● Work instructions
Extract each line of the records below that contains the string "person".

┌──

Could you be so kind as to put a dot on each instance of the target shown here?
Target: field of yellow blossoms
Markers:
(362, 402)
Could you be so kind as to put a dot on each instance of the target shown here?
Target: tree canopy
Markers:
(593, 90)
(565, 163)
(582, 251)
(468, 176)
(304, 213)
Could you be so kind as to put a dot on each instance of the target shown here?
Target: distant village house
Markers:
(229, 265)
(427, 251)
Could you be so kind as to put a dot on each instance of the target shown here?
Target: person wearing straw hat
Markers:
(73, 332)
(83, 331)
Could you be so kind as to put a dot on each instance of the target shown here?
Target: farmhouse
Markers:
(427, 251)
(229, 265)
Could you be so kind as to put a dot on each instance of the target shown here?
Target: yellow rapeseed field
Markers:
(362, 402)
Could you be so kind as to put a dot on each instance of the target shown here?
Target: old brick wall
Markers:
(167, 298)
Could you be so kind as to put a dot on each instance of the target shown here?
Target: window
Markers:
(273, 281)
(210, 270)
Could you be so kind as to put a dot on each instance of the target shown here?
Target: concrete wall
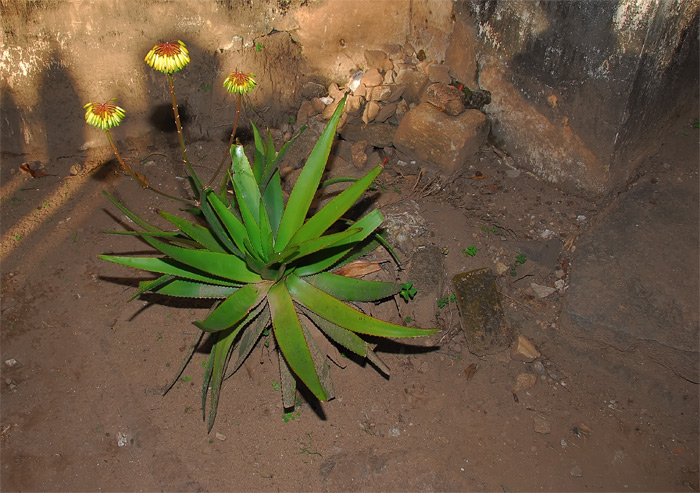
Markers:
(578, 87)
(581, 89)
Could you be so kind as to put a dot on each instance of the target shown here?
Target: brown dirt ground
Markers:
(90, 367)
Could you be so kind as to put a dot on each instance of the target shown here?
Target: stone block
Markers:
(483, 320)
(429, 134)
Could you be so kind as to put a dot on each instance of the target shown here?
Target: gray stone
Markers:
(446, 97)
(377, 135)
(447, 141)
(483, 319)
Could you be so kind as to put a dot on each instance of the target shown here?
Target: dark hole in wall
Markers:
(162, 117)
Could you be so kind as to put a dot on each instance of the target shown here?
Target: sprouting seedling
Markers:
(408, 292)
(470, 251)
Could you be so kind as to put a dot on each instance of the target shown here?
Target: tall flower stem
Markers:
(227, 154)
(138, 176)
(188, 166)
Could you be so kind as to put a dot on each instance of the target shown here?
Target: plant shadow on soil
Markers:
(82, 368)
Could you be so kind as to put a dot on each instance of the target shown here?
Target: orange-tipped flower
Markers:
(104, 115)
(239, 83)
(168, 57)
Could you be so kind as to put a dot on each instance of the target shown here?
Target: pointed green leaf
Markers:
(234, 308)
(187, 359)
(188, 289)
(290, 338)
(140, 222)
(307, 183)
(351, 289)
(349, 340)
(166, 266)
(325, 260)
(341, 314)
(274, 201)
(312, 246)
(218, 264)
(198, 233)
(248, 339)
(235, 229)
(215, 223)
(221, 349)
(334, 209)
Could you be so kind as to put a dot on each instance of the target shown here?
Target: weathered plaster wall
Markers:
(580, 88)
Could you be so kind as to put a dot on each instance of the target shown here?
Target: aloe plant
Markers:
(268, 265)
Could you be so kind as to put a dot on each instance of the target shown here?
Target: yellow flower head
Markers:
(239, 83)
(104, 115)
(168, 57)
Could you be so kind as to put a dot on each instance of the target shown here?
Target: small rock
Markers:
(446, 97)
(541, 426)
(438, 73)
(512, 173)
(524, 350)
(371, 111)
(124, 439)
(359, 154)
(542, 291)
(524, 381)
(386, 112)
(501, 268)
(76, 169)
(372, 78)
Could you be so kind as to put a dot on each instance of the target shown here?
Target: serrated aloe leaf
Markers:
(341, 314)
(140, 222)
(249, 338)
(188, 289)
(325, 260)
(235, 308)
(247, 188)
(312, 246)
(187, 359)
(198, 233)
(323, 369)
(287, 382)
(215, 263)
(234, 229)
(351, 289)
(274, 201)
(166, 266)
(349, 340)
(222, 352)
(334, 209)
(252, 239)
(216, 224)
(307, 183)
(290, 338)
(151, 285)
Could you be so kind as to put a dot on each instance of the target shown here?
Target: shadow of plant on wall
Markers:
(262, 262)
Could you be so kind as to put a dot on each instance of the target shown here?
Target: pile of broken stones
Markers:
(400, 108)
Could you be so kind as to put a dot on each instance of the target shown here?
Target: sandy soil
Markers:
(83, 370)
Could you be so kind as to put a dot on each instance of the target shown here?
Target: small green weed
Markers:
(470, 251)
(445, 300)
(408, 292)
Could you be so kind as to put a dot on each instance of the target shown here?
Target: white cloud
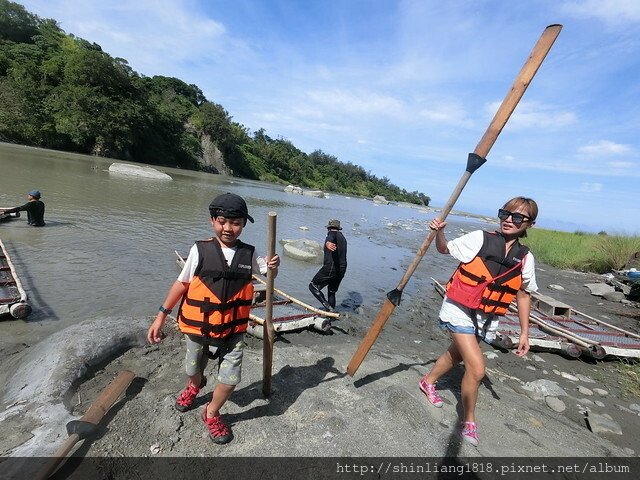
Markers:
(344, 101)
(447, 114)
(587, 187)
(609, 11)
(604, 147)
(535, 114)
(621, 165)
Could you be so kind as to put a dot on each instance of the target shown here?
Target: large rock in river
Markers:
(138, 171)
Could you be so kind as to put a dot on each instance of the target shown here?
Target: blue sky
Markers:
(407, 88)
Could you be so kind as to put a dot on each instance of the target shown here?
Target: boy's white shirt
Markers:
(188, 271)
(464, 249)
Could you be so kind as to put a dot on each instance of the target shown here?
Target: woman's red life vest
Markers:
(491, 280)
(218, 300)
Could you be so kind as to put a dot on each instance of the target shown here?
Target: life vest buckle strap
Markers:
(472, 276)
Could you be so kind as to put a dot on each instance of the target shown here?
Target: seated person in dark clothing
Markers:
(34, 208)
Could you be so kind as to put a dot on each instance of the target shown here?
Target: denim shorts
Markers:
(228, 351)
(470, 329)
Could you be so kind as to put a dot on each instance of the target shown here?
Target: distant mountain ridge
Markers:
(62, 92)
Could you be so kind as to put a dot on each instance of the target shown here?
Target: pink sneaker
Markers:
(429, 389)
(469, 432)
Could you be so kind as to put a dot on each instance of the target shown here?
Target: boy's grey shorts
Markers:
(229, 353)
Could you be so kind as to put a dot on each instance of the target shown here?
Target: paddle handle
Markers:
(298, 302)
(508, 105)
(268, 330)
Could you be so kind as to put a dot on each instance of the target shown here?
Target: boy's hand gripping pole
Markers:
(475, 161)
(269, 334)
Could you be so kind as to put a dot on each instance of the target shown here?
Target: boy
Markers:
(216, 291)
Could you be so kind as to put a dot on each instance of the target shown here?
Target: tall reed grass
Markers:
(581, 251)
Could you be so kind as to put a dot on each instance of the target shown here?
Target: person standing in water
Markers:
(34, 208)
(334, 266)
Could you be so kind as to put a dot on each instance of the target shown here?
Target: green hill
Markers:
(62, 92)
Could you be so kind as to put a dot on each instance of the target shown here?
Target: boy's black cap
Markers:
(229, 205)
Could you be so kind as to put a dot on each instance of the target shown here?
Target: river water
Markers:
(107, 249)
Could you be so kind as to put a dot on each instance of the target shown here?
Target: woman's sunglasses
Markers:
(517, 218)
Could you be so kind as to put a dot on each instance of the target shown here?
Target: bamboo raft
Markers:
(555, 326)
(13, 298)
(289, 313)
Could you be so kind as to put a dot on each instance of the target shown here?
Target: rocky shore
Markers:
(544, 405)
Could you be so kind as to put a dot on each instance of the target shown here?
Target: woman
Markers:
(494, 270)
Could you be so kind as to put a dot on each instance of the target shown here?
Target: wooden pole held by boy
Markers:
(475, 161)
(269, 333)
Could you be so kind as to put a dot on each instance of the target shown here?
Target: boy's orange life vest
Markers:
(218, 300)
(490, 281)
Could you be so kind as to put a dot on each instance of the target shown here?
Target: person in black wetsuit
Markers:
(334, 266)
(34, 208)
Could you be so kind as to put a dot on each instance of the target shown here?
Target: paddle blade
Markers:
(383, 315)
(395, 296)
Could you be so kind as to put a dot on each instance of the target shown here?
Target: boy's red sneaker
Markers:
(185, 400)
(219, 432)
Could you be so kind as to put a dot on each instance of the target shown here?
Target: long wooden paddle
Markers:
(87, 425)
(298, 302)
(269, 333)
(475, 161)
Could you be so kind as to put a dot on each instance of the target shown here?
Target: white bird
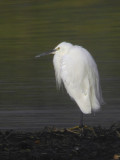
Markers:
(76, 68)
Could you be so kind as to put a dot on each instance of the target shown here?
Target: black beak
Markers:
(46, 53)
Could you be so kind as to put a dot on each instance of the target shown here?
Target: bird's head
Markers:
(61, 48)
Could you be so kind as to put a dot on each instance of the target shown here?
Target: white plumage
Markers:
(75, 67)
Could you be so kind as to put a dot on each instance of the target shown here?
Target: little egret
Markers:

└──

● Written solution
Target: person wearing straw hat
Target: seated person in dark clothing
Target: person standing in water
Target: person in black wetsuit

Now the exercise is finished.